● **What needs to be done**: Copy out the data exactly, leaving the pictures behind.

● **Listed entries**:

···

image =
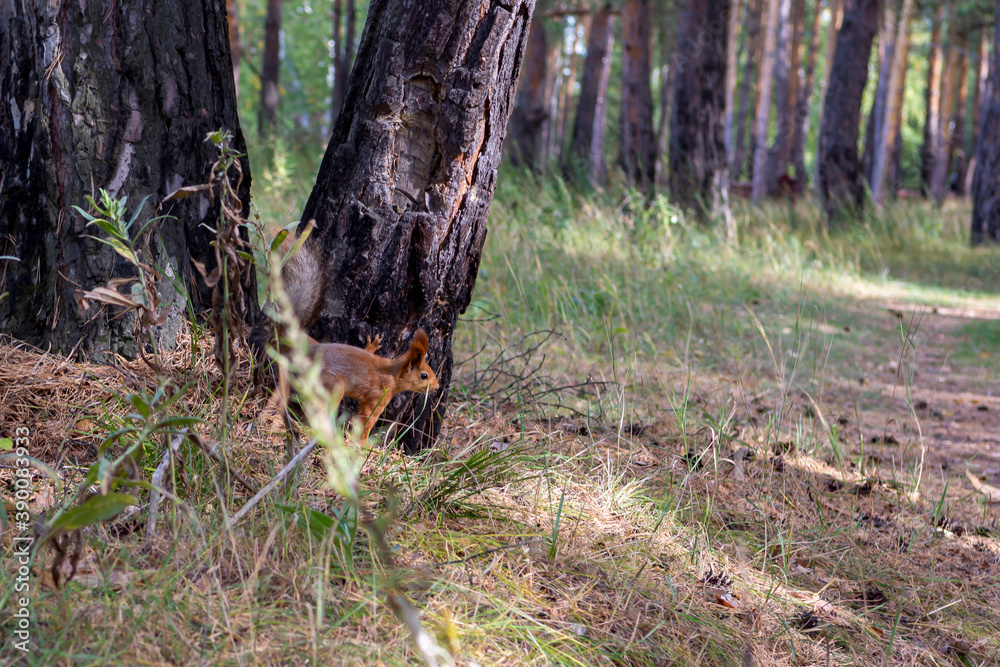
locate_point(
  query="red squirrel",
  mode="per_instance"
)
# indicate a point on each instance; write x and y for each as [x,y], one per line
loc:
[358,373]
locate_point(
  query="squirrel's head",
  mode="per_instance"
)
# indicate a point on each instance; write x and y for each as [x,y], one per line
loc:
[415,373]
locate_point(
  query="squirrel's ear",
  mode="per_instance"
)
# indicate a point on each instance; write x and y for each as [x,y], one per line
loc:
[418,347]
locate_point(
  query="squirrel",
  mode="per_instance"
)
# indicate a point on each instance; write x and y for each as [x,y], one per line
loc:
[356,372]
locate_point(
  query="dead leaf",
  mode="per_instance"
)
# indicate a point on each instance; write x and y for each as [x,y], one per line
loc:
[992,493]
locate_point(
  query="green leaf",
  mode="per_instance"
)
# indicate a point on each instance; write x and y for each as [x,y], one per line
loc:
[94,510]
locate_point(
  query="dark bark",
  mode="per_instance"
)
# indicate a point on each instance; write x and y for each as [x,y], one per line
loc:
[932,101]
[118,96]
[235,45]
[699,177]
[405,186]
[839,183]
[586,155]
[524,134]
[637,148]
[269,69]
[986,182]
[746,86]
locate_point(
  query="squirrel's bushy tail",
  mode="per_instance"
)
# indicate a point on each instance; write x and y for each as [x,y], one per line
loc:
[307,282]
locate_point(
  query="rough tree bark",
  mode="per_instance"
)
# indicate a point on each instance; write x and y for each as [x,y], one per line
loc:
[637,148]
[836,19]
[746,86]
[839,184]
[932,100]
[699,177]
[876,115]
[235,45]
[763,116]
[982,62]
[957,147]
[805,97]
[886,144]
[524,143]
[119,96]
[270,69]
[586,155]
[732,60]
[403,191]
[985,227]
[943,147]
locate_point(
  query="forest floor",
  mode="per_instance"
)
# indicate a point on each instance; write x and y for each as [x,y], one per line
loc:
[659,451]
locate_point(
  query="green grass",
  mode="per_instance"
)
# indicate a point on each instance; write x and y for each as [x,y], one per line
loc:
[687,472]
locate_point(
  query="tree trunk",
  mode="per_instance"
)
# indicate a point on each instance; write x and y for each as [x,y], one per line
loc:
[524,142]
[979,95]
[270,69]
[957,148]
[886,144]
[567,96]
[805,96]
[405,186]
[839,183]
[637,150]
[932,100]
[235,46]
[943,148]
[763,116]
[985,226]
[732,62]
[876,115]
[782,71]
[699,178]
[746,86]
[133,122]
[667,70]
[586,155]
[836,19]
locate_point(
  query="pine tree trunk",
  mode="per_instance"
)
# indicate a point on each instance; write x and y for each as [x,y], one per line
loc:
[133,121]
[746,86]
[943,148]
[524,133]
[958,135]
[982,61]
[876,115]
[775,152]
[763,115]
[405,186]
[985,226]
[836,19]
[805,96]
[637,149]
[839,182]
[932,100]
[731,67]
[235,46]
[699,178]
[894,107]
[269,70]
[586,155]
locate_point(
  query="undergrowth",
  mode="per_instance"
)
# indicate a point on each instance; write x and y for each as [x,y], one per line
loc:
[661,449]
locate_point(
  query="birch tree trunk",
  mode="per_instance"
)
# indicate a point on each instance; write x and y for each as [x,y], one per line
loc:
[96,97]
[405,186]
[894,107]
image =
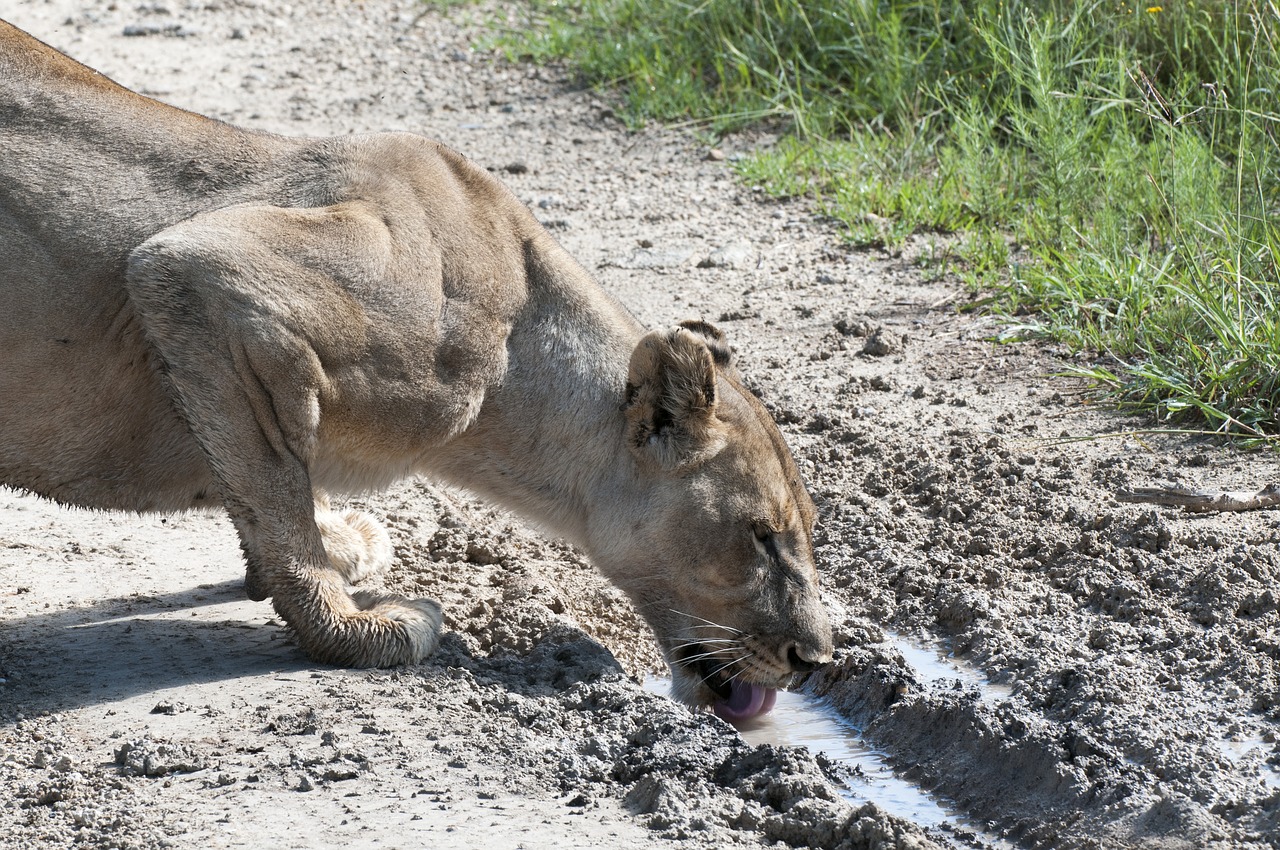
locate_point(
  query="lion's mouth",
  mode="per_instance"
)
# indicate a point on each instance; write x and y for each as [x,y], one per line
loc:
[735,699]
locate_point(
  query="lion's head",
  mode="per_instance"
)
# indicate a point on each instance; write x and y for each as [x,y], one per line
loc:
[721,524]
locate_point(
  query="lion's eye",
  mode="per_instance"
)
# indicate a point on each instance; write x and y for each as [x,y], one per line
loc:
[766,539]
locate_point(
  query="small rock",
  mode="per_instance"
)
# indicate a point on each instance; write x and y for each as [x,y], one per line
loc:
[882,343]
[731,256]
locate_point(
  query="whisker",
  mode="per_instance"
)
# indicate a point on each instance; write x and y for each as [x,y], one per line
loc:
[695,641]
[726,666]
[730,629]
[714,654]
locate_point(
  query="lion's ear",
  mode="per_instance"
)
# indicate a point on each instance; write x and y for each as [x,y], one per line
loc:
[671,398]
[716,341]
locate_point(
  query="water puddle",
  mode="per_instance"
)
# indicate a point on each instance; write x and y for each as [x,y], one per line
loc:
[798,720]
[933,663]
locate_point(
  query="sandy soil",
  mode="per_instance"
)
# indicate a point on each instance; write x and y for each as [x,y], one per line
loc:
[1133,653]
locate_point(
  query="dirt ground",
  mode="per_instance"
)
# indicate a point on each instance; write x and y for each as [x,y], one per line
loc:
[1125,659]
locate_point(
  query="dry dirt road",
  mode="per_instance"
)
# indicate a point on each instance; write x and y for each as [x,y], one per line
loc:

···

● **Expected output**:
image =
locate_point(
  query="red squirrel",
  mode="per_instance"
)
# indicate a point on each instance; write x and y for each as [x,y], one per line
loc:
[358,373]
locate_point(
  query="squirrel's head",
  mode="per_instance"
)
# indicate a point on each instance; write x and y for each as [x,y], one per line
loc:
[415,373]
locate_point(
  query="squirrel's ear",
  mode="per_instance"
)
# indicate a point on each instance; write x and y for each as [x,y], one per line
loc:
[418,347]
locate_point(
  query="squirrel",
  mode="per_instance"
)
# indicate a point on each instance; write x and y for each as [x,y], one per line
loc:
[356,372]
locate_point(
  query="dead leaf",
  mode="per_instance"
)
# indicate a point on each instance; write x and y for each as [x,y], one per line
loc:
[992,493]
locate_point(
  query="green leaf",
  mode="per_instance"
)
# indicate a point on each instance; write x and y for each as [x,y], one per line
loc:
[94,510]
locate_point(
  query="dark bark",
  mode="per_instance"
)
# indicate a point on each instance; write x and y for each as [x,y], one per line
loc:
[932,101]
[118,96]
[235,45]
[699,177]
[405,186]
[839,183]
[586,155]
[524,134]
[637,148]
[269,69]
[986,182]
[746,86]
locate_point(
  query="squirrel's bushy tail",
  mode="per_instance"
)
# indicate a point on each instance; write x and y for each as [x,y], one per line
loc:
[307,282]
locate_point(
  query="rough tree bark",
  mode="per_instance"
)
# indicate a point on each instance; write x and y for each as [x,y], one per line
loc:
[637,148]
[836,19]
[746,86]
[839,184]
[932,100]
[699,177]
[876,115]
[235,45]
[763,116]
[982,62]
[957,147]
[805,97]
[886,144]
[524,143]
[119,96]
[270,69]
[586,155]
[732,60]
[403,191]
[985,227]
[943,147]
locate_point(
  query="forest floor",
  mode="per_instance"
)
# indicate a point on each instance; write x and y for each as [x,y], one per line
loc:
[659,451]
locate_point(
  query="green grass",
  mode="per_instance"
)
# indicate a point on each instance; write x and y for each as [x,y], one per line
loc:
[687,472]
locate_point(
  query="tree trunk",
  mode="per_instance"
)
# indicate a point on each instance; write x and y for each as [x,y], one per line
loc:
[524,142]
[979,95]
[270,69]
[957,148]
[886,144]
[567,96]
[805,96]
[405,186]
[839,183]
[637,150]
[932,100]
[235,46]
[943,148]
[763,116]
[985,226]
[732,62]
[876,115]
[782,71]
[699,178]
[746,86]
[133,122]
[667,70]
[586,155]
[836,19]
locate_point(
  query="pine tree trunk",
  mode="per_instance"
)
# indicate a point on each instance; write x and y for each as [x,y], one per line
loc:
[133,121]
[746,86]
[943,148]
[524,133]
[958,135]
[982,61]
[876,115]
[775,152]
[763,115]
[405,186]
[985,226]
[836,19]
[805,96]
[637,149]
[839,182]
[932,100]
[731,67]
[235,46]
[699,178]
[894,107]
[269,70]
[586,155]
locate_point(
  query="undergrowth",
  mode="per_instance"
)
# indicate a point on each instance; write x and y for each as [x,y], one per line
loc:
[661,449]
locate_point(
  query="birch tree trunk",
  mode="per_instance"
)
# indicate a point on each instance; write x and y for each as [x,y], one per line
loc:
[96,97]
[405,186]
[894,107]
image =
locate_point(
  query="lion's mouth",
  mode="per_instance"
)
# indicate a point on each instance; write x and y for each as [x,y], one per line
loc:
[735,699]
locate_point(
  query="lion's head",
  mode="per_instance"
)
# indicate a point on each instance; write x and y for each as [x,y], one per line
loc:
[721,524]
locate_point(
  query="lion's eye",
  mode="per_instance"
)
# indicate a point on each instance; write x and y for each as [x,y], one per line
loc:
[766,539]
locate_point(
  query="small rock",
  mode="per_instance"
)
# indicate a point on each instance; write x and y for each as [x,y], one per line
loc:
[882,343]
[731,256]
locate_point(
  query="whisker",
  mode="per_instance"
)
# indicate a point on each instance; write x and y for each as [x,y], one per line
loc:
[695,641]
[726,666]
[730,629]
[714,654]
locate_point(
  query="lion's ear",
  mode="per_instance"
)
# indicate a point on each instance; write x and y for each as [x,y], one per line
loc:
[671,398]
[716,341]
locate_point(
  query="water puddle",
  mode="per_instance"
)
# indicate a point on each instance; write x and y for each as [x,y], one per line
loc:
[798,720]
[933,663]
locate_point(
  query="sandy soil",
  mode="per_instance"
)
# indicate a point on each instance; write x and y for each as [x,y], one per line
loc:
[1133,653]
locate_point(
  query="dirt ground",
  mode="per_instance"
)
# indicate a point on each instance; write x and y for each as [x,y], one per line
loc:
[1125,659]
locate_point(
  query="dry dirt road",
  mode="per_instance"
)
# indicate a point on each instance; write x and y for each as [x,y], one per line
loc:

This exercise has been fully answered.